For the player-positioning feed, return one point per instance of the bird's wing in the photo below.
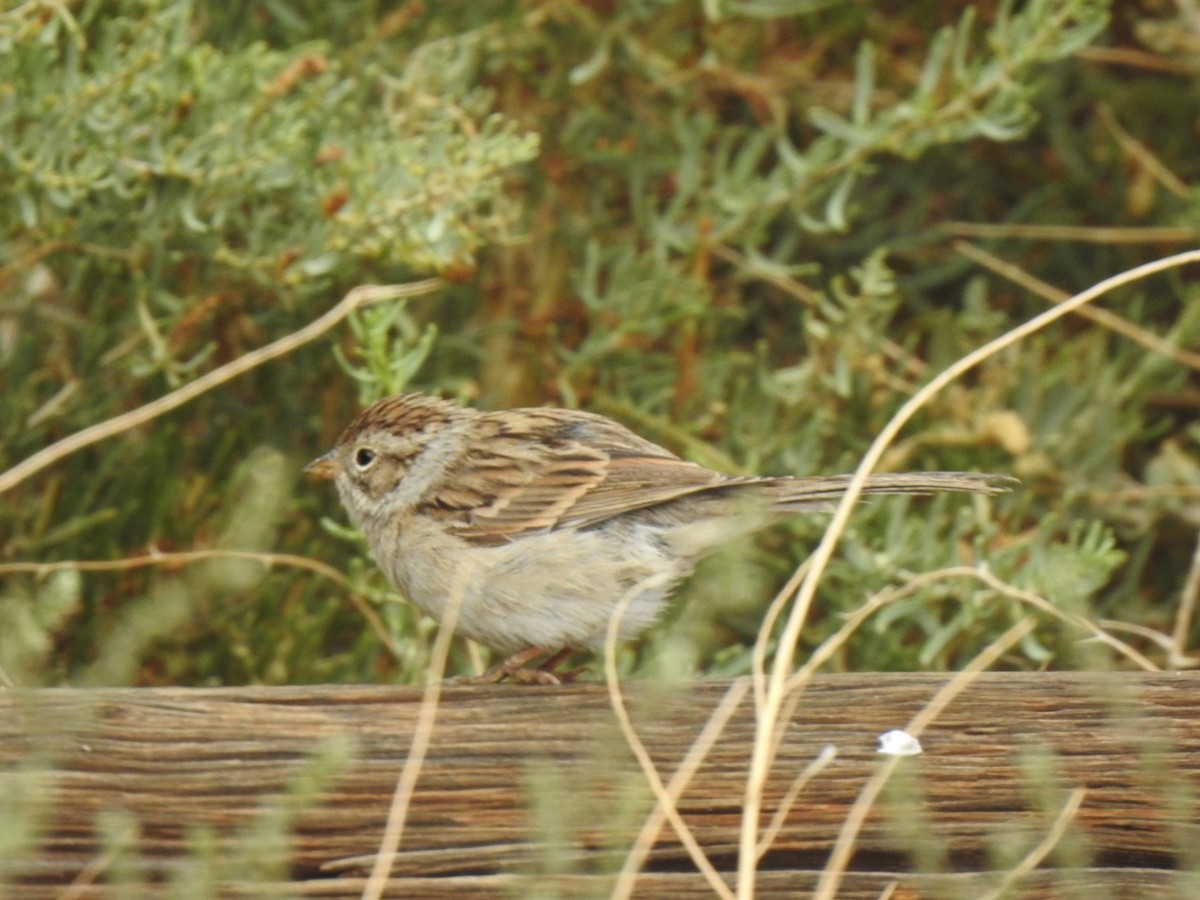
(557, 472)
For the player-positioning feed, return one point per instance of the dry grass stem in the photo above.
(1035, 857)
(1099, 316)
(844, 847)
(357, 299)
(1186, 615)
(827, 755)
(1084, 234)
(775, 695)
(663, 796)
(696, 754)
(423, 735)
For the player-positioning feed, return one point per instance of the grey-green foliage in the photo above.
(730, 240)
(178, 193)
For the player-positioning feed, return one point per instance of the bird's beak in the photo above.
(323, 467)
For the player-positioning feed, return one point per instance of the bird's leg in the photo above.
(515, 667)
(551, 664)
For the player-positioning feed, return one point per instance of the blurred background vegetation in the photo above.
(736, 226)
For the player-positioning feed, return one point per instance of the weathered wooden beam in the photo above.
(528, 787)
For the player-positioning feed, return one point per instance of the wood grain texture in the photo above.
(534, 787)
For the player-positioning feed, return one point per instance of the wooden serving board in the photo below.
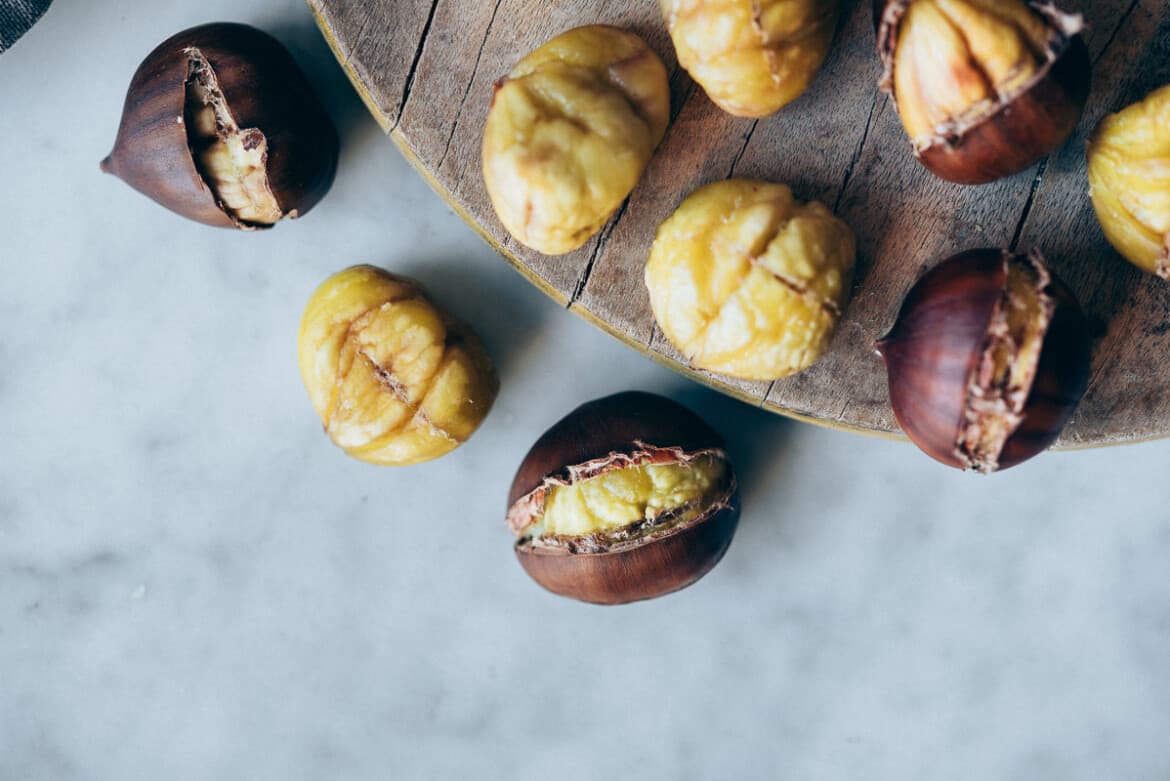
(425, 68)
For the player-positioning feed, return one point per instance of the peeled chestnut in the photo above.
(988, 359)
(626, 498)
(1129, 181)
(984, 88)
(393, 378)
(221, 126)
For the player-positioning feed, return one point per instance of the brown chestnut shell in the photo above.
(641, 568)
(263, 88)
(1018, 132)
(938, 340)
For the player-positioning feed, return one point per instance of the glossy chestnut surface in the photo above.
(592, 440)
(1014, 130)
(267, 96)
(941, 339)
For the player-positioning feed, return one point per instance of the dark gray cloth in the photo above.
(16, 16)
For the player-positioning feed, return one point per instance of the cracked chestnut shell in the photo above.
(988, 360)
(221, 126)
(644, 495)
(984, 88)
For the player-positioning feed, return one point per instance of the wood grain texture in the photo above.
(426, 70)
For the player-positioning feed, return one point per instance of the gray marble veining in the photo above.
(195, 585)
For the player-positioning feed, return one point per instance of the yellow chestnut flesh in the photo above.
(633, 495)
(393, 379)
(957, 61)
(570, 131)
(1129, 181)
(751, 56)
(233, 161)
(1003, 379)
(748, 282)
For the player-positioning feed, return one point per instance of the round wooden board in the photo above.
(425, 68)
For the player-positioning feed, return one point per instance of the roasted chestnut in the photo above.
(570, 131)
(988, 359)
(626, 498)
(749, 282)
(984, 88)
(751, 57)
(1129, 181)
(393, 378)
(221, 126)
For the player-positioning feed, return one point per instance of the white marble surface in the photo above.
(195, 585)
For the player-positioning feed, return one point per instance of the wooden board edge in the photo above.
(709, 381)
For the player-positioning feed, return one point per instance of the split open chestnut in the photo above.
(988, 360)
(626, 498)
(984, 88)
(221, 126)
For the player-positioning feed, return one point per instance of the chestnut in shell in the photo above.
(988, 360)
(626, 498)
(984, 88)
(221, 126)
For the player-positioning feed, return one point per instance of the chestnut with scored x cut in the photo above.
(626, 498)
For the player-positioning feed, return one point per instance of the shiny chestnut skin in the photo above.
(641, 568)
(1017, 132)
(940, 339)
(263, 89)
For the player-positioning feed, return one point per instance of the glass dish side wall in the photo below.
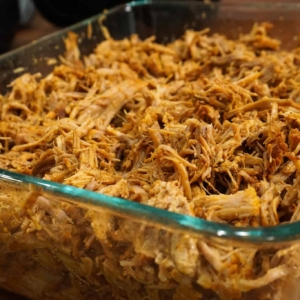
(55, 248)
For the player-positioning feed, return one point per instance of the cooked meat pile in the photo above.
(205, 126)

........

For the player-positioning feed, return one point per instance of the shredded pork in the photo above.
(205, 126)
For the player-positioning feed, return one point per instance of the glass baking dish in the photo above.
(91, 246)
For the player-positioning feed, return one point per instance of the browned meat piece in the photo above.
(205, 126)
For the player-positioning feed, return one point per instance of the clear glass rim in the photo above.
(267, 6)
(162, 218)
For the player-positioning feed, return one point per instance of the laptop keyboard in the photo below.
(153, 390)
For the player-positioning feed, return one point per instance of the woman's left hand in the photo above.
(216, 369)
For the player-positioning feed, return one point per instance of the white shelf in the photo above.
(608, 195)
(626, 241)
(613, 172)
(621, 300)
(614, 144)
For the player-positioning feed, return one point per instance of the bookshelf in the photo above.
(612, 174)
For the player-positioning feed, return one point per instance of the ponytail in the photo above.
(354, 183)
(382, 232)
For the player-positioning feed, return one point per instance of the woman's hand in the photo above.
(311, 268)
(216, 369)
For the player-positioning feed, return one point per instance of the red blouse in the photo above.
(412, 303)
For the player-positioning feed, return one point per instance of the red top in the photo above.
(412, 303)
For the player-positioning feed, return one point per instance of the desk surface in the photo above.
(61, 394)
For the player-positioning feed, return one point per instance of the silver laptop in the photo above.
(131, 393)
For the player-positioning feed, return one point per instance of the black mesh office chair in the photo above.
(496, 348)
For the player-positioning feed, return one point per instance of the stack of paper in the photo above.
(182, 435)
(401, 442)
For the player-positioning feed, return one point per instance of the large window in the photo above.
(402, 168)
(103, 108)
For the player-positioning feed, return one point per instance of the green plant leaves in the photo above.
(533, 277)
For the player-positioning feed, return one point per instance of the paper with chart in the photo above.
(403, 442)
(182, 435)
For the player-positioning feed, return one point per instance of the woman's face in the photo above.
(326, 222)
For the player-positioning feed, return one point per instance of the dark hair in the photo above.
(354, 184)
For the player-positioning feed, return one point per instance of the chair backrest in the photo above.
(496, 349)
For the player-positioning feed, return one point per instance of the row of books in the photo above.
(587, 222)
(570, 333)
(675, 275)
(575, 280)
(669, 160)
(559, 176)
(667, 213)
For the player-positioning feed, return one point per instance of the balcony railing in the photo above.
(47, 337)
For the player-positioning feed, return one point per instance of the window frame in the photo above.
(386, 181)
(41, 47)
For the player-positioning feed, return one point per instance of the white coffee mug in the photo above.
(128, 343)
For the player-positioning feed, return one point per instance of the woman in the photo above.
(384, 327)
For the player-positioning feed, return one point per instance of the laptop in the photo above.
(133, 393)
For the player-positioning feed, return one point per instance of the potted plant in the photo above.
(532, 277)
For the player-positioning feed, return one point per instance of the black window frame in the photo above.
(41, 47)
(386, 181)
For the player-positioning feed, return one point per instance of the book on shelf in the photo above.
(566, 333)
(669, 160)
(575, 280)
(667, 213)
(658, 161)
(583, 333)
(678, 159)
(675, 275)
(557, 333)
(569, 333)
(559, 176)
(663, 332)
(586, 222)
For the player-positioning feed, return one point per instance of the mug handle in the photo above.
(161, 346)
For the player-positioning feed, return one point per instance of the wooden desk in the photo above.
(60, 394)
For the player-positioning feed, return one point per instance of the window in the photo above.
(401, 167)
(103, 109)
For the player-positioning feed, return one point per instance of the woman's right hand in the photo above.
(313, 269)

........

* [WHAT NEEDS TO BE DONE]
Count how many lines of the material above contain the string "gray", and reply with that number alone.

* [TASK SOLUTION]
2